Extracted text –
Hi Richard, just been by to read and re-read.... Fascinating, and enjoyable to read the thinking and doing behind the 'finished work'.... Believe it or not Wagner is my - (let me get this right) great-grandmother's uncle on my mothers side...finally a claim to fame...however I too find his operas a little boorish to listen to the whole thing (sorry Unc.) Hope that August finds you well. Regards, L-J :)
 
Posted by L-J Stockman on Monday, August 18, 2008 - 2:32 AM
[Reply to this
Richard
Richard Taylor

 
Re Wagner - I imagine you would have to see his Operas AND hear them (preferably at Bayreuth if you could get there and afford to pay for it all) - I like it when we first encounter Alberich the Dwarf and then you hear on of his Leitmotifs - the tinkling and tonkling of the hammer as the slaves make or forge the magic ring of gold - but so sit through all three works could be an ordeal (I had them from the Library once and the whole opera sequence (The Ring Cycle) was bit much -but it is meant to combine the visual, Wagner's own lyrics and drama and was in a revolutionary musical style that influenced such as Debussy, Schoenberg and others - in fact all modern music has distant or close derivations form Wagner's innovations -The Flying Dutchmen is a magnificent work BTW. Eliot, Joyce and others all were fascinated by the Grail legend via Tristan and Isolde but it doesn't interest me much... it seems rather trivial to me... I just like words and language!

Required work –
**1.** In the Wagner comment thread, how is Wagner related to L-J Stockman?
**2.** Resume the Wagner comment thread right after its final sentence.
The data that comes next isn't needed here.

Given information –
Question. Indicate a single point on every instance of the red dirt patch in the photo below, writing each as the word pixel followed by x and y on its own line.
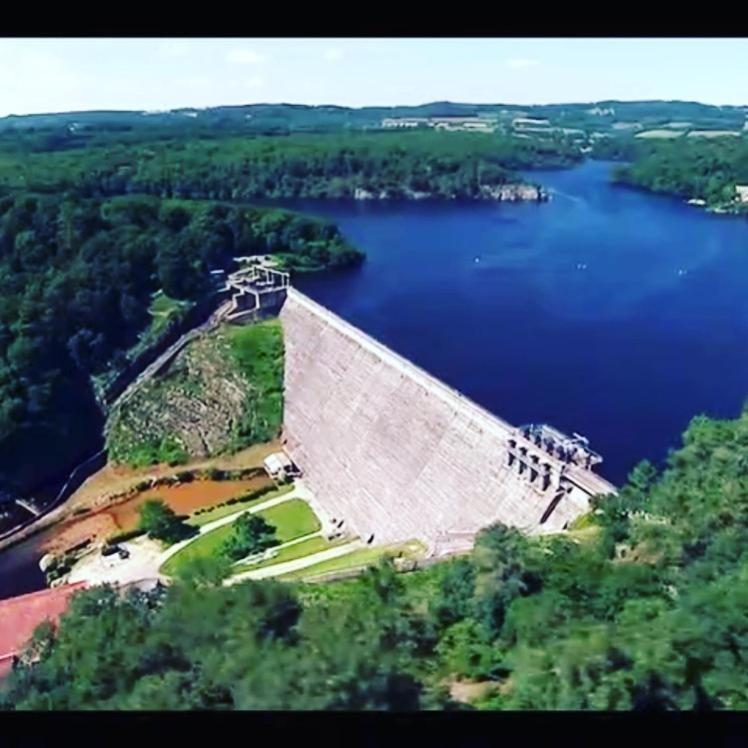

Answers given –
**1.** Wagner is L-J Stockman's great-grandmother's uncle on the mother's side.

**2.**
Interesting that you are related to Wagner -his son or nepwhew was a Nazi -


"... after the rain of red rocks,

I writhed in Wagnerian,

That Hitler (and I) so loved. (But we both

loved/feared grails and waters.)

We reappeared at the ending time,

And all applauded - ..."


Wagner broke with Nietzsche as Nietzsche violently disapproved of Wagner's anti-Semitic diatribes.

I just love words and word combinations - word magic. Hence my "satire" of The Waste Land (I have known it by heart since I was about 18 in 1966 or so) is a kind of Homage (to Eliot) as well as originally actually being a practice exercise... It is also perhaps even "comic" - seen from certain angles.